To do -
Identify every line of the material below that contains the word "negative", and copy each such line in full. The match is case-sensitive.

------ Extracted entries ------

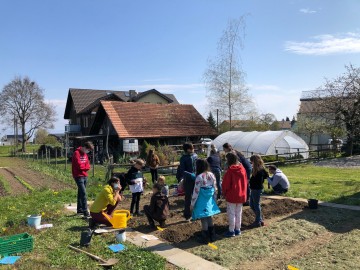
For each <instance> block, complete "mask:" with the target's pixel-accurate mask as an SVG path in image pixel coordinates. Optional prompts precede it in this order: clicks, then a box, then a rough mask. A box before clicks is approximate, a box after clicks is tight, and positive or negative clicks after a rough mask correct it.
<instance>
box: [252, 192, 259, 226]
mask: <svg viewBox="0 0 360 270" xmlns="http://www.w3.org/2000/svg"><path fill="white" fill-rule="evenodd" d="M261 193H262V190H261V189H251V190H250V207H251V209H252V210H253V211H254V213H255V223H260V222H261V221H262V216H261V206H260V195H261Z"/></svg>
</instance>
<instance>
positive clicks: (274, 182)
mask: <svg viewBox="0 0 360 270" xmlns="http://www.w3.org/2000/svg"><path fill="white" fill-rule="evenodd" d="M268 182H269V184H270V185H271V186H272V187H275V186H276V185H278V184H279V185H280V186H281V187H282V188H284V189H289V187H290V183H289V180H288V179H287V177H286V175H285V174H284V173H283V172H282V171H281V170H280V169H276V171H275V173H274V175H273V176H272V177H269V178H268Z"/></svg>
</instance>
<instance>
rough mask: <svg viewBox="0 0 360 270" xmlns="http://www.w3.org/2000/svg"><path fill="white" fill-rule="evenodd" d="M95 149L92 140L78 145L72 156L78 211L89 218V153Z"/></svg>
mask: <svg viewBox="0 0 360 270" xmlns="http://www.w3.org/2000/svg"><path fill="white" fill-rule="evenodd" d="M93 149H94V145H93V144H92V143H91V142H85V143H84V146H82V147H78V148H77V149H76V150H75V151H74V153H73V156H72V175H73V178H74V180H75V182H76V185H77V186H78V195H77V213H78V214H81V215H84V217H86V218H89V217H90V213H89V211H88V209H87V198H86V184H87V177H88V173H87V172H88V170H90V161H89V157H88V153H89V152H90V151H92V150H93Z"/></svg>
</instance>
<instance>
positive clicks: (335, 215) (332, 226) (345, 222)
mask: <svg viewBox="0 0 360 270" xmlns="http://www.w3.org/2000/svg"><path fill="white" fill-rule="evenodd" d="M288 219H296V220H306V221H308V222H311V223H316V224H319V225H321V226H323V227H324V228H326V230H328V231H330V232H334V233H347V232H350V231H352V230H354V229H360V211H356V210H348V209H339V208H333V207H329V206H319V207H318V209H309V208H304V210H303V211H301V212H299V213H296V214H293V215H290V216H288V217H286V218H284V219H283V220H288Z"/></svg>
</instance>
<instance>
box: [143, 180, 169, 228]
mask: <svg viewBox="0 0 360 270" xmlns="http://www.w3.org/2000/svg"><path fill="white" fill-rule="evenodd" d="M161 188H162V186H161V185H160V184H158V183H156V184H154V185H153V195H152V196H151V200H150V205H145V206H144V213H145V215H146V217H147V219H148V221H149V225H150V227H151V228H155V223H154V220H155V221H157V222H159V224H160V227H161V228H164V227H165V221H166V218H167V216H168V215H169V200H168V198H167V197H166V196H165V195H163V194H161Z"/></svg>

------
------ Extracted entries ------

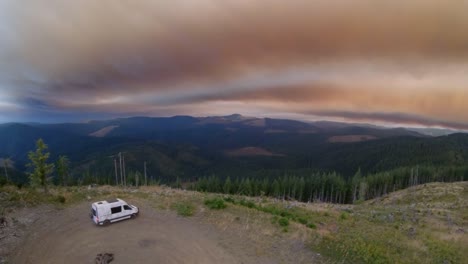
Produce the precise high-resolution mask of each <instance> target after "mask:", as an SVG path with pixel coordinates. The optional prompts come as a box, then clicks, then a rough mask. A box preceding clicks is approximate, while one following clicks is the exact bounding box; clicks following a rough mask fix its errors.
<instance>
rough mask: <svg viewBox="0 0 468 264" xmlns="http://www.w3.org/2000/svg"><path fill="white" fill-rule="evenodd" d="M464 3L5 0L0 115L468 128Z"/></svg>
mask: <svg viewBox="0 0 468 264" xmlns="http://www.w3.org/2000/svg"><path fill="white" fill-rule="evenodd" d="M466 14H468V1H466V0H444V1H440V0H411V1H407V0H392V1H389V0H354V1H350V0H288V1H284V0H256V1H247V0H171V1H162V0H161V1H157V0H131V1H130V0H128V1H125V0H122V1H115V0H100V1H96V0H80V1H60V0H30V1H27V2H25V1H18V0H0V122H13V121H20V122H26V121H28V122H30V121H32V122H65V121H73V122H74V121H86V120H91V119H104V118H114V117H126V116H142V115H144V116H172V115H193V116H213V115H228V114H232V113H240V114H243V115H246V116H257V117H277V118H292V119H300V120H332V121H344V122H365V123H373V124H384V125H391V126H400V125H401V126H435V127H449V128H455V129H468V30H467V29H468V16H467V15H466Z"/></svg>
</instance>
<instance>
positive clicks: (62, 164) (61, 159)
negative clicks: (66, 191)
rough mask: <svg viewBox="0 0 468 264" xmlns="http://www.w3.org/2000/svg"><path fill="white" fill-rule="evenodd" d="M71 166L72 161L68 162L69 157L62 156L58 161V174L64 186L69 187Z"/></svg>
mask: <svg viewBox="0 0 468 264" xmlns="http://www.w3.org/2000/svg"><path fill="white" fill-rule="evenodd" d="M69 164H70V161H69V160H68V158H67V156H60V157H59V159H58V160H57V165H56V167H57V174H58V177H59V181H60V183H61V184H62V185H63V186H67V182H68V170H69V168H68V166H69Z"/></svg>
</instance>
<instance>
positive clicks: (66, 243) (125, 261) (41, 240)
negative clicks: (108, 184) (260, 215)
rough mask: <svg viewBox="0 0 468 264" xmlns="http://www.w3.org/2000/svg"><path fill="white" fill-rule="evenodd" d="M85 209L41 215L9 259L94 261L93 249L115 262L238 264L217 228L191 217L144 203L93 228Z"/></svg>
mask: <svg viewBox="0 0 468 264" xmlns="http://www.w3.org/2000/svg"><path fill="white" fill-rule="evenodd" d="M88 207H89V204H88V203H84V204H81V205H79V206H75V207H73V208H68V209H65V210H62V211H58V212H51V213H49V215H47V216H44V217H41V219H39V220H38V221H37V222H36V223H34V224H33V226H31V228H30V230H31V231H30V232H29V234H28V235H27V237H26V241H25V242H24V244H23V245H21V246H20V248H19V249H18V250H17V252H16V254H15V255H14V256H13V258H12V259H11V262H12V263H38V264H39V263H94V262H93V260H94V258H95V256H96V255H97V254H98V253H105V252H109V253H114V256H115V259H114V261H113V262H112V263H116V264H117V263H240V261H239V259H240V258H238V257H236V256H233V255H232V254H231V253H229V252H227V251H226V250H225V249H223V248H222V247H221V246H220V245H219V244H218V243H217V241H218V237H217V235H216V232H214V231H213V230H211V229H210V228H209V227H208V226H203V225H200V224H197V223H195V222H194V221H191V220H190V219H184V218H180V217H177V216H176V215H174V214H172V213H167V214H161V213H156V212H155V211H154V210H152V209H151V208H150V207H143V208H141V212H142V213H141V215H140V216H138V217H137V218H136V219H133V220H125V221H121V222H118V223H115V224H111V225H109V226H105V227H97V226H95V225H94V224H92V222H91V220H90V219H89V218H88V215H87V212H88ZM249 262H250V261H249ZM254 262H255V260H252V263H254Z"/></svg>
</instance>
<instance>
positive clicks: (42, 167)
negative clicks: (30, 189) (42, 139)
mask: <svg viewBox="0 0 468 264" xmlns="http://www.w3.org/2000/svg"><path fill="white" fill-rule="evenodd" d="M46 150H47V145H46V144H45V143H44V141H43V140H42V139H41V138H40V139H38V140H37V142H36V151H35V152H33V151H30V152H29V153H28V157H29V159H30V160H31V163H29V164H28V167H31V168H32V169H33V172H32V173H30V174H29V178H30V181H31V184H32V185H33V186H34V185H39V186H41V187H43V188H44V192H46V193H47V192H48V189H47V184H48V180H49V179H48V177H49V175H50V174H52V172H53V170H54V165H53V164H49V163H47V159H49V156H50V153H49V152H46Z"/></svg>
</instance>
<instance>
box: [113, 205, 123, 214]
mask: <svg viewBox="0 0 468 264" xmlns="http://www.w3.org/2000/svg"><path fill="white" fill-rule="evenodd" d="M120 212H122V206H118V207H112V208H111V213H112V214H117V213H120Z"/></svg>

------
------ Extracted entries ------

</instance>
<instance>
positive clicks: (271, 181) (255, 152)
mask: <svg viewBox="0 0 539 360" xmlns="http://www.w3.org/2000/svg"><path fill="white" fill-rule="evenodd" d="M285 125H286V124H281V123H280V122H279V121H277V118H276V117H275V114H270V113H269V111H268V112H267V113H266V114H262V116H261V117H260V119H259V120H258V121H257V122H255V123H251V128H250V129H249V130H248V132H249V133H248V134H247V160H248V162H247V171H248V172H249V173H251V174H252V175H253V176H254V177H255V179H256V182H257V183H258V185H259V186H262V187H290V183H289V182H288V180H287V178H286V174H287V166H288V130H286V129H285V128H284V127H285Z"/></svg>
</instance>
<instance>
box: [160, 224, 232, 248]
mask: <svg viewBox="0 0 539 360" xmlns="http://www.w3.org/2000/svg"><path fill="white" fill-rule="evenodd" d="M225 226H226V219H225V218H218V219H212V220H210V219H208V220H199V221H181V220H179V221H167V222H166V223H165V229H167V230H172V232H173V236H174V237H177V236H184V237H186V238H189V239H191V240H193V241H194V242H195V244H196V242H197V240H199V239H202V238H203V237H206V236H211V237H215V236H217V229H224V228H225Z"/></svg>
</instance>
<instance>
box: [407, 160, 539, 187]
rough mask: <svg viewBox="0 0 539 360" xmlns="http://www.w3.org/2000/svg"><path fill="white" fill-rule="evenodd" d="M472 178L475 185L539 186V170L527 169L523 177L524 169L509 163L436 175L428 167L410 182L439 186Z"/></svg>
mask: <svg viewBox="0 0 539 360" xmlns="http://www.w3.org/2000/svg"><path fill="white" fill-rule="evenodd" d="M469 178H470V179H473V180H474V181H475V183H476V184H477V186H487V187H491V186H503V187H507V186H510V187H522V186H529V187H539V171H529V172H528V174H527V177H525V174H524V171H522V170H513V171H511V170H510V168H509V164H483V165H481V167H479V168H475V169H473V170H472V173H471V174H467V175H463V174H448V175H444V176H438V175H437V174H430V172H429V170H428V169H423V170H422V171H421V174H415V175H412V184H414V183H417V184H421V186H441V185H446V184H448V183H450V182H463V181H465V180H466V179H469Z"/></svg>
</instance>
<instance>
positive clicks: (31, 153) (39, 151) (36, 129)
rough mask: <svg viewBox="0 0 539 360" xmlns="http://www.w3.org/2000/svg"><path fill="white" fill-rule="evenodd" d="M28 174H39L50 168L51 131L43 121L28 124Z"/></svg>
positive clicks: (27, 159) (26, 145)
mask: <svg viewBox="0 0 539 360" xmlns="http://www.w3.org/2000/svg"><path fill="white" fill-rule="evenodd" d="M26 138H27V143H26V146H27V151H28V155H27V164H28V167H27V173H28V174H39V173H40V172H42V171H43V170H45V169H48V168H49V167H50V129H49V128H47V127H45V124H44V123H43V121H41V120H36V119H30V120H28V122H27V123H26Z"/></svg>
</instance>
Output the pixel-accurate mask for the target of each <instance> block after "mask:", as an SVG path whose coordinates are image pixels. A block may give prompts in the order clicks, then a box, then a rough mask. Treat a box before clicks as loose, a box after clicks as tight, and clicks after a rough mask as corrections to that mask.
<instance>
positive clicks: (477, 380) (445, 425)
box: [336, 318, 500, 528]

------

Output for this task -
For each <instance> block, complete "mask:" with the target's pixel-accurate mask as an SVG path in image pixel coordinates. Optional prompts precede it in this order: clicks, then a box, then a rough mask. A box before clicks is approximate, a box after clicks is tight, and positive or negative clicks after a rough mask correct it.
negative clicks: (66, 191)
negative clicks: (108, 184) (260, 215)
negative clicks: (30, 189) (42, 139)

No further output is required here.